» **Source passage**
⁂

Problems to be solved are 1) figuring out mime-type 2) deciding what to do with audio as y4m has no audio.
 
Cc: tomfinegan@chromium.org
A potential solution would be to use the Matroska's V_UNCOMPRESSED CodecID [1]
(where we'd save the actual FourCC in the ColourSpace [2] field); this would 
solve both problems at the same time: we could use video/x-matroska;codecs=raw-video 
or some such for mime and audio could be PCM or opus-encoded... The problem would
be that libwebm doesn't wire the 0x2EB524 ID.


[1] https://www.matroska.org/technical/specs/codecid/index.html
[2] https://matroska.org/technical/specs/index.html#ColourSpace
Cc: hta@chromium.org
Summary: Add uncompressed video recording option (was: Add y4m recording option)
Cc: katherinewu@chromium.org
Got it running on a playground CL, couple of comments:

- There doesn't seem to be a mime-type for raw, so I'm using
 "video/x-matroska;codec=yuv", see https://codepen.io/miguelao/full/LgWyGP

- Needs to patch to libwebm to wire ColourSpace:
 https://matroska.org/technical/specs/index.html#ColourSpace
 essentially wiring this libmatroska symbol:
 https://github.com/Matroska-Org/libmatroska/blob/HEAD/src/KaxSemantic.cpp#L388
 (I'm attaching the patch here just in case)

- The resulting file can be played in my VLC (gLinux one,
 3.0.3 Vetinari (revision 3.0.3-1-0-gc2bb759264)). Attached is also
 a recording.

- VideoTrackRecorder+MediaRecorderHandler communicates the codec 
 to WebmMuxer using media's enum VideoCodec [1] which doesn't 
 have an entry to represent "uncompressed", so the CL uses 
 kUnknownVideoCodec  :-/

Playground CL: https://chromium-review.googlesource.com/c/chromium/src/+/1273562

[1] https://cs.chromium.org/chromium/src/media/base/video_codecs.h?type=cs&sq=package:chromium&g=0&l=20
libwebm.KMkvColourSpace.patch
2.2 KB Download
test.webm
23.3 MB Download
Actually libwebm already has the code in the patch (landed in [1]),
so we just need to roll it in Chromium. Will do soon.


[1] https://chromium.googlesource.com/webm/libwebm/+/c2dcd8213949169e87ad116052fed54ea72ab166
Project Member

Comment 7 by bugdroid1@chromium.org, Oct 10

The following revision refers to this bug:
  https://chromium.googlesource.com/chromium/src.git/+/de34e70c29e24daaed6df41d93191ec5613327b7

commit de34e70c29e24daaed6df41d93191ec5613327b7
Author: Miguel Casas <mcasas@chromium.org>
Date: Wed Oct 10 23:29:48 2018

Roll src/third_party/libwebm 01c1d1d7..e4931ebc0

This CL rolls libwebm to use some recent functionality
(concretely, the ColourSpace CL).  libwebm is only used
from WebmMuxer which is turn is used for MediaRecorder
only; if the unit tests and content_browsertests are
passing we should be good.

⁂

» **Stored data**
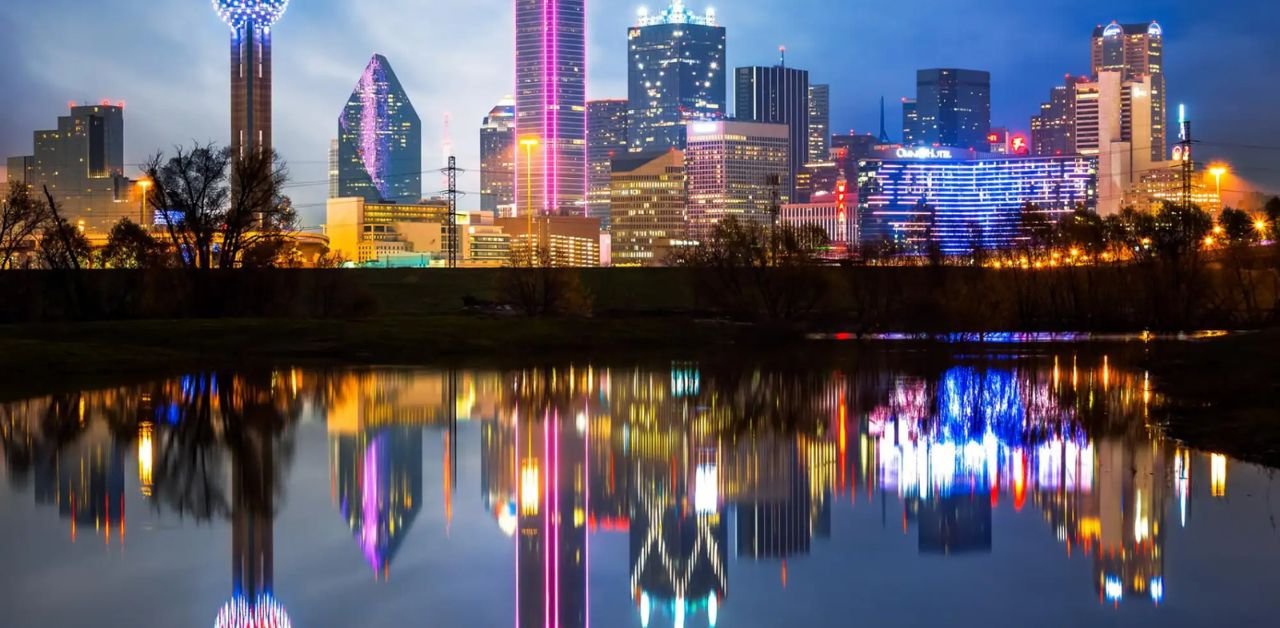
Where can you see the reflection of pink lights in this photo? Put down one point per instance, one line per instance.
(369, 500)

⁂

» **Things to do**
a – In the bug thread on uncompressed video recording, which VideoCodec enum value does the playground CL use for uncompressed video?
b – Continue the bug thread on uncompressed video recording from its final sentence, in the same technical register.

» **Set of answers**
a – kUnknownVideoCodec

b –
* e4931eb - (HEAD -> crbug859604__colour_space_fourcc, origin/master, origin/HEAD, master) AUTHORS.TXT: dos2unix (7 days ago) <Johann>
* 8e1ae49 - Fix undefined behavior due to unassigned action (13 days ago) <Michael Bradshaw>
* f1fe631 - clang-format v6.0.1 (2 weeks ago) <Johann>
* c2dcd82 - Add ability to write and read track ColourSpace (3 weeks ago) <Kyle Sunderland>
* 361aec0 - Improve AV1 support. (7 weeks ago) <Tom Finegan>
* 055a84d - muxer_sample: Fix VP9 profile/level handling. (7 weeks ago) <Tom Finegan>


Bug: 859604
Change-Id: I40c5adefc571335a27b569e9aa40b2cadbf59e4e
Reviewed-on: https://chromium-review.googlesource.com/c/1274565
Reviewed-by: Tom Finegan <tomfinegan@chromium.org>
Commit-Queue: Miguel Casas <mcasas@chromium.org>
Cr-Commit-Position: refs/heads/master@{#598567}
[modify] https://crrev.com/de34e70c29e24daaed6df41d93191ec5613327b7/DEPS

A few points for the broader topic then:
- WebmMuxer should probably be renamed to MkvMuxer then.
- We won't add src=video support for this format.
- How sure are you that this actually works? Your prototype CL is just writing out our in-memory representation of YUV420, not some specified YUV420 format. I.e. AllocationSize() has a bunch of per Chrome specific tweaks which are not codified anywhere.
Also why? Clients can already get this via WebGL/Canvas? What's the value in recording it to a file?
Thanks for the comments #8 #9, 
> 1- WebmMuxer should probably be renamed to MkvMuxer then.

 Ok. A bit outdated now.

> 2- We won't add src=video support for this format.

 Ok.

> 3- How sure are you that this actually works? Your prototype CL is just writing out our in-memory representation of YUV420, not some specified YUV420 format. I.e. AllocationSize() has a bunch of per Chrome specific tweaks which are not codified anywhere.

The prototype CL is supposed to showcase how it's working, it's not a 
landable piece of code.  The vast majority of MediaStreamTrack VideoFrames
are going to be YUV 420, fully planar, in CPU memory, so the contents can be
perfectly parsed and are compatible with libyuv::I420Copy() (and these
frames are IsMappable(), they are  not e.g. <video> VideoFrames). What would 
be your concern then?

> 4- Also why? Clients can already get this via WebGL/Canvas? What's the value in recording it to a file?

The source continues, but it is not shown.